→ **Written request**: Can you transcribe every entry word for word, skipping the images?
....
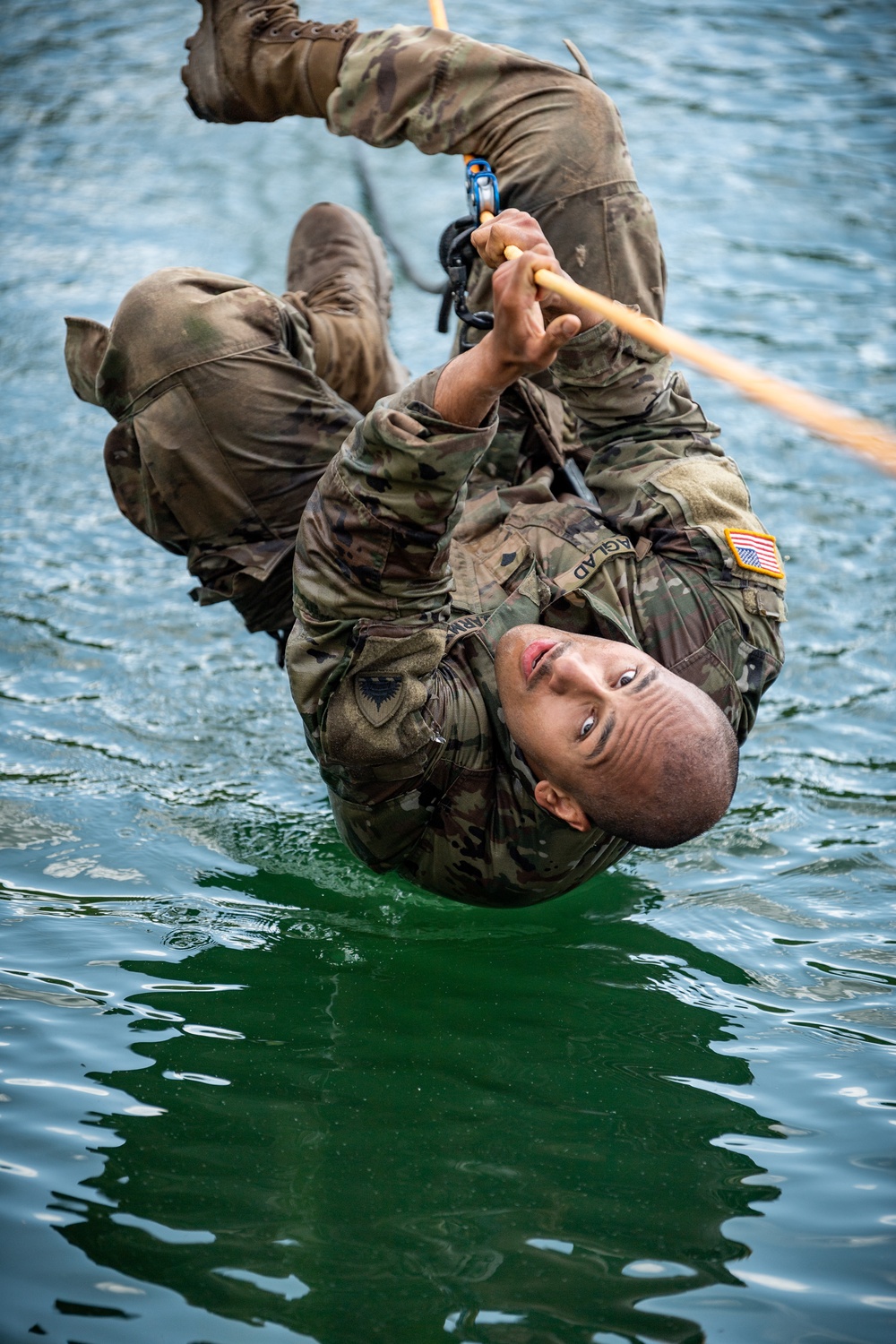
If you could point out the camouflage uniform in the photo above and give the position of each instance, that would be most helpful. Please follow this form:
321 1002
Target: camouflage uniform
425 542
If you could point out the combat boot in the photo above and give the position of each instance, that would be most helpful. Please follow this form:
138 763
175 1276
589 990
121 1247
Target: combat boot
257 62
339 277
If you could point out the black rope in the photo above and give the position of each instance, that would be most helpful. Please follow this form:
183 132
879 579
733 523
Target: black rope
375 210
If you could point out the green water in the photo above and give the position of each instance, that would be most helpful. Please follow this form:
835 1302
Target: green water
247 1089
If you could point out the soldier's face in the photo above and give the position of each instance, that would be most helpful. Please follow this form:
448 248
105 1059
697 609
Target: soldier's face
575 703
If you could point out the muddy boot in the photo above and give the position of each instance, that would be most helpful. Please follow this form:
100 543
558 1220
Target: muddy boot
257 62
339 277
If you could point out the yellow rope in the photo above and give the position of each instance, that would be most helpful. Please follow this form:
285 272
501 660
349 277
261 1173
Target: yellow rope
817 414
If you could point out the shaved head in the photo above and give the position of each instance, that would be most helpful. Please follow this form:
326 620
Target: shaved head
683 788
616 739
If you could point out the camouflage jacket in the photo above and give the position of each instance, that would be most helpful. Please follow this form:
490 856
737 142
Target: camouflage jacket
406 578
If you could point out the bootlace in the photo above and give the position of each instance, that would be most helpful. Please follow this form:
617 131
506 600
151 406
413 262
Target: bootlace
269 18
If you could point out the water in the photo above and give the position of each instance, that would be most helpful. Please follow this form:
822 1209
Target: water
252 1091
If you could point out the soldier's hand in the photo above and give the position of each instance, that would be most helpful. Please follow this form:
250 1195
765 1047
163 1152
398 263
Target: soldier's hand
513 228
520 339
509 228
519 344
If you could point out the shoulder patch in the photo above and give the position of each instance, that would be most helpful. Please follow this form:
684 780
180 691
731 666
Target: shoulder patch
755 551
379 698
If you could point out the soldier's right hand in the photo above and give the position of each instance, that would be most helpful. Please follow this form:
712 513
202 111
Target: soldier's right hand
509 228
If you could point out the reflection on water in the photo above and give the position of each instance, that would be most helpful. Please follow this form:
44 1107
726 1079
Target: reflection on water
250 1090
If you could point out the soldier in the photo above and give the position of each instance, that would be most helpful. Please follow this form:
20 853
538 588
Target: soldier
504 690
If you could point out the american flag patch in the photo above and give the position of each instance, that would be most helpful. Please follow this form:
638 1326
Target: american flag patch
755 551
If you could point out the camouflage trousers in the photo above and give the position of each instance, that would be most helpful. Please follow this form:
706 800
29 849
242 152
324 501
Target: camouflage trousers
223 425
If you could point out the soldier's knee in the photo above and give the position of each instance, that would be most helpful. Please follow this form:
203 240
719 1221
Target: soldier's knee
167 295
177 319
....
→ **Result for this task**:
If you could point out the camouflage uniform in the photo above and give the position of each instance, that would be most helpful. Please follow this form:
321 1002
Target: camouflage uniform
425 542
If you could point out the combat boot in the photo above and give the position of each instance, that would be most helpful. Please follow this form:
138 763
175 1276
589 990
121 1247
Target: combat boot
257 62
339 277
If you could point out the black rope in the photo above and give the position of each instance, that would be most helpful. Please follow this form:
183 132
879 579
733 523
Target: black rope
375 210
If you could point out the green water in the photo above and give the position of each instance, that would be most helpful. Please follow this form:
835 1302
Target: green water
247 1089
If you could point out the soldier's face in the photo above and give the position of each instance, that would be most helpful. Please follow this form:
448 248
105 1059
697 609
Target: soldier's face
575 703
If you could point out the muddy boot in the photo above and give the position of each instance, that would be most helpful. Please follow this form:
100 543
558 1220
Target: muddy boot
257 62
339 277
If you could point out the yellow rope in the photo above and give the position of each instance, that would be most helpful. Please follow this form:
285 272
501 660
349 277
261 1173
Target: yellow rope
817 414
If you could point out the shaved head in the photo above and give the position of each instance, that would be most helpful. Please follow this form:
326 620
Target: shaved head
683 788
616 739
If you could point out the camouflage jacket in the photo above and give the position of each instance, that would be most helpful. Please follow this form:
490 856
737 142
Target: camouflage jacket
406 578
If you could point out the bootlace in the photo above and give the position of each instance, that would be most helpful. Please follow this form:
617 131
506 600
151 406
413 262
Target: bootlace
269 18
If you could point out the water in the photo above and give the position of each instance, that would be most helpful. Please follow this form:
822 1209
Target: water
252 1091
If you could point out the soldier's hand in the photo above and give the position of each instance, that would be most helpful. Please follow this form:
250 1195
765 1047
163 1152
398 263
Target: soldier's hand
513 228
520 339
509 228
519 344
If you could point out the shoulder patch in the photo above and give the position of each instance, that would be most helpful. Please follow this form:
684 780
180 691
731 666
Target: shoulder patch
755 551
379 698
If you could point out the soldier's right hand in the photo above and give the position of each instance, that would be most helpful. Please follow this form:
712 513
202 111
Target: soldier's right hand
509 228
If you could point out the reflection on water in the photo above and give the position of each instance, that would be most helpful. Please follow this form:
44 1107
726 1079
Target: reflection on water
250 1090
If you could point out the soldier in the photo above and give the position of each instance, that would be most helpful. Please follow this form:
20 853
538 588
Target: soldier
504 690
If you could point out the american flag patch in the photo above and give the position of each instance, that would be most helpful. Please follow this form:
638 1326
Target: american flag patch
755 551
If you could point out the camouflage trousers in the photo above and give the position of each instance, that would be most helpful. Please follow this form:
706 800
29 849
242 152
324 501
Target: camouflage trousers
223 425
If you could point out the soldier's knee in the photo above and give the position of each instance, that would be most helpful. Please follow this form:
203 240
719 1221
Target: soldier's knee
167 295
177 319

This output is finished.